Source excerpt:
No density is given, which means we interpret $\bar x$ as the $x$-coordinate of the centroid (so center of mass with $\delta=1$). This gives $$\bar x = \frac{\iiint_DxdV}{\iiint_DdV} = \frac{\ds\int_{1}^{3}\int_{\pi/2}^{\pi}\int_{0}^{4}(r\cos\theta)rdz d\theta dr}{\ds\int_{1}^{3}\int_{\pi/2}^{\pi}\int_{0}^{4}rdz d\theta dr}.$$

We can compute all three coordinates of the centroid, with very little effort, using Mathematica.

ClearAll[r,theta,z](*useful if you defined r, theta, or z, somewhere previously.*)
outerB = {r, 1, 3};
middleB = {theta, Pi/2, Pi};
innerB = {z, 0, 4};
coordinates = {r Cos[theta], r Sin[theta], z};
jacobian = r;

Integrate[coordinates*jacobian, outerB, middleB, innerB]/
 Integrate[jacobian, outerB, middleB, innerB]
% // N

Here is the region for part d.

Data records:
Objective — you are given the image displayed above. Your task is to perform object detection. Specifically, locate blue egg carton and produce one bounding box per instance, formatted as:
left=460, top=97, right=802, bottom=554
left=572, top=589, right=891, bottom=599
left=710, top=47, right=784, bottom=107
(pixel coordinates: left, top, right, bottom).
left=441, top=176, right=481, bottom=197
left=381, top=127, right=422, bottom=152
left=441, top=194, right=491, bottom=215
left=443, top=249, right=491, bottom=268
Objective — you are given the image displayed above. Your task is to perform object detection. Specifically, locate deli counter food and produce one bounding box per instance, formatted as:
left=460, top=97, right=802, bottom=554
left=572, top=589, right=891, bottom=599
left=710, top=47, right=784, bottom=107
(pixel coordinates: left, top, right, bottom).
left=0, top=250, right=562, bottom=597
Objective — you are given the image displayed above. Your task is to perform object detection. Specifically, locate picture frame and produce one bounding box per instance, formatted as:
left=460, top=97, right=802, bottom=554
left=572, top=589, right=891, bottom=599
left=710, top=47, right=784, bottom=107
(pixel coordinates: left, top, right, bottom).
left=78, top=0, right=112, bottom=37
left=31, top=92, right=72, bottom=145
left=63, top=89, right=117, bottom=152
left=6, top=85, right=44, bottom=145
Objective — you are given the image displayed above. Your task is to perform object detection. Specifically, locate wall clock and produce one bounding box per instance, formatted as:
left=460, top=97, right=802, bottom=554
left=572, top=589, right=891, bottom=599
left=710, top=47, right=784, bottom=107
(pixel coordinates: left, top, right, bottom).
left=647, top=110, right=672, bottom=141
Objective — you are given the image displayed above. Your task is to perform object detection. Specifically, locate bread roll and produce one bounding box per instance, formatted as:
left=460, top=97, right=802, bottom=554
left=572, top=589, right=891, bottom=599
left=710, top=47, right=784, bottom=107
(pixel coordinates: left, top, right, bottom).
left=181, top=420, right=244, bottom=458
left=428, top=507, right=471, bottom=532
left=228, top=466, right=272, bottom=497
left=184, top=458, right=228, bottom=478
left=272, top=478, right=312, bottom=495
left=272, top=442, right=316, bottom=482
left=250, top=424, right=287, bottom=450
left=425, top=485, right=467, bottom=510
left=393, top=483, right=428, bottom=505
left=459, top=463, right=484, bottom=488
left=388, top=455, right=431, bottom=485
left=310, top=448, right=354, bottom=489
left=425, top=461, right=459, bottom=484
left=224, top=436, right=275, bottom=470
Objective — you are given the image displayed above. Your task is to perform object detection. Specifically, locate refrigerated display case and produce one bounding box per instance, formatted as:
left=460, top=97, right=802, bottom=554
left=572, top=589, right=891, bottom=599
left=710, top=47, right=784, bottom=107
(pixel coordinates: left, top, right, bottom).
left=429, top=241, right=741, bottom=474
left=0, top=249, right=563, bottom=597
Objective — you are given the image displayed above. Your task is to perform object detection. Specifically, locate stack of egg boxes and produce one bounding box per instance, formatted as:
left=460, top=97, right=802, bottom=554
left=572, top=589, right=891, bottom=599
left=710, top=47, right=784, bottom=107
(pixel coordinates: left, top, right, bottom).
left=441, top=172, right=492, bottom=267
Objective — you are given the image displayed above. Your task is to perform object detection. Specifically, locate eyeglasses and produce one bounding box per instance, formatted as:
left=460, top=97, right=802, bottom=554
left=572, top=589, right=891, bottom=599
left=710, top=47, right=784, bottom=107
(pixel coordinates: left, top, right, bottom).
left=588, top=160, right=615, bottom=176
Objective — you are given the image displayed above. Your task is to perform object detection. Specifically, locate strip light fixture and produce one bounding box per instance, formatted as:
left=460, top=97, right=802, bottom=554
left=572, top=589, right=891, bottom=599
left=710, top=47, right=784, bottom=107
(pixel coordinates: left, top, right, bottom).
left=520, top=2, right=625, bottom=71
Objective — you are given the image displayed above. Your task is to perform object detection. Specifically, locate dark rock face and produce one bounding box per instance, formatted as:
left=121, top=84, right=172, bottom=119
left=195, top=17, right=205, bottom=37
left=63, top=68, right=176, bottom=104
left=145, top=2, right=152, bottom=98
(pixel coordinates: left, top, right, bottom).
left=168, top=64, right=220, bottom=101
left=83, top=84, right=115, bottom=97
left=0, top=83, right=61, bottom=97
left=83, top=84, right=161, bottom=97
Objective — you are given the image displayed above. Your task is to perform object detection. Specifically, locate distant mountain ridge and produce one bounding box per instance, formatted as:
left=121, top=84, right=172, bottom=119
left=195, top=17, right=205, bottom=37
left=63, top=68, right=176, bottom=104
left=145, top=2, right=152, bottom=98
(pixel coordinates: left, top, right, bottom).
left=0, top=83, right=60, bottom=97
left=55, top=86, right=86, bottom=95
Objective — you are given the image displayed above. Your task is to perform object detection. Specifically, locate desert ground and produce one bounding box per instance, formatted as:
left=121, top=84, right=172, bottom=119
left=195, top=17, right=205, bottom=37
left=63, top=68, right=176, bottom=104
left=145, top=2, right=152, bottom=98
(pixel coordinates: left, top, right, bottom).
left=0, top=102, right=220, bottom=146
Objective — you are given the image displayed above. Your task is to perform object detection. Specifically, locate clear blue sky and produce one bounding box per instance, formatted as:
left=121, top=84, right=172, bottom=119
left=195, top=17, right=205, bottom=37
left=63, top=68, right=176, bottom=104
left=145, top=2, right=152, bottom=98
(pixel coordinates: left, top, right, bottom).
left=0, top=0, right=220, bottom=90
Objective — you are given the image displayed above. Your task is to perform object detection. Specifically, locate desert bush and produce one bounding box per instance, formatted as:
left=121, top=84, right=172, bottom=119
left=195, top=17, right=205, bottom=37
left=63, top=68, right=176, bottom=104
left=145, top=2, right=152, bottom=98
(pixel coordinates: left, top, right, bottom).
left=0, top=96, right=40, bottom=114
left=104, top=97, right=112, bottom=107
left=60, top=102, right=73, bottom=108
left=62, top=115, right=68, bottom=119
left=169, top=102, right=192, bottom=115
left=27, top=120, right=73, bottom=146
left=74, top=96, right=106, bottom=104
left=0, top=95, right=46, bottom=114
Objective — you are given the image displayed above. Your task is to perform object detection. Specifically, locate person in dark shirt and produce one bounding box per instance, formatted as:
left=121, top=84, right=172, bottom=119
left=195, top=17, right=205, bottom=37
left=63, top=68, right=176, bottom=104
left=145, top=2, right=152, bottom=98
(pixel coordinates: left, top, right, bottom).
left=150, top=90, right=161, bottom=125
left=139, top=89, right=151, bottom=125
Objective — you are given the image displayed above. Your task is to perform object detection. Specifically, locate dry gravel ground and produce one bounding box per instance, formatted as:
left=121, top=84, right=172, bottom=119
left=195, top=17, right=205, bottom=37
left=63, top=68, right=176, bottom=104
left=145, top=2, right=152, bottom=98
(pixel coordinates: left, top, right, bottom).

Written tasks:
A. From the centroid excerpt, reproduce word for word the part that opens with the words "No density is" and closes with "effort, using Mathematica.".
B. According to the centroid excerpt, how is $\bar x$ interpreted when no density is given?

Solutions to each task:
A.
No density is given, which means we interpret $\bar x$ as the $x$-coordinate of the centroid (so center of mass with $\delta=1$). This gives $$\bar x = \frac{\iiint_DxdV}{\iiint_DdV} = \frac{\ds\int_{1}^{3}\int_{\pi/2}^{\pi}\int_{0}^{4}(r\cos\theta)rdz d\theta dr}{\ds\int_{1}^{3}\int_{\pi/2}^{\pi}\int_{0}^{4}rdz d\theta dr}.$$

We can compute all three coordinates of the centroid, with very little effort, using Mathematica.

B. It is interpreted as the $x$-coordinate of the centroid, which is the center of mass with $\delta=1$.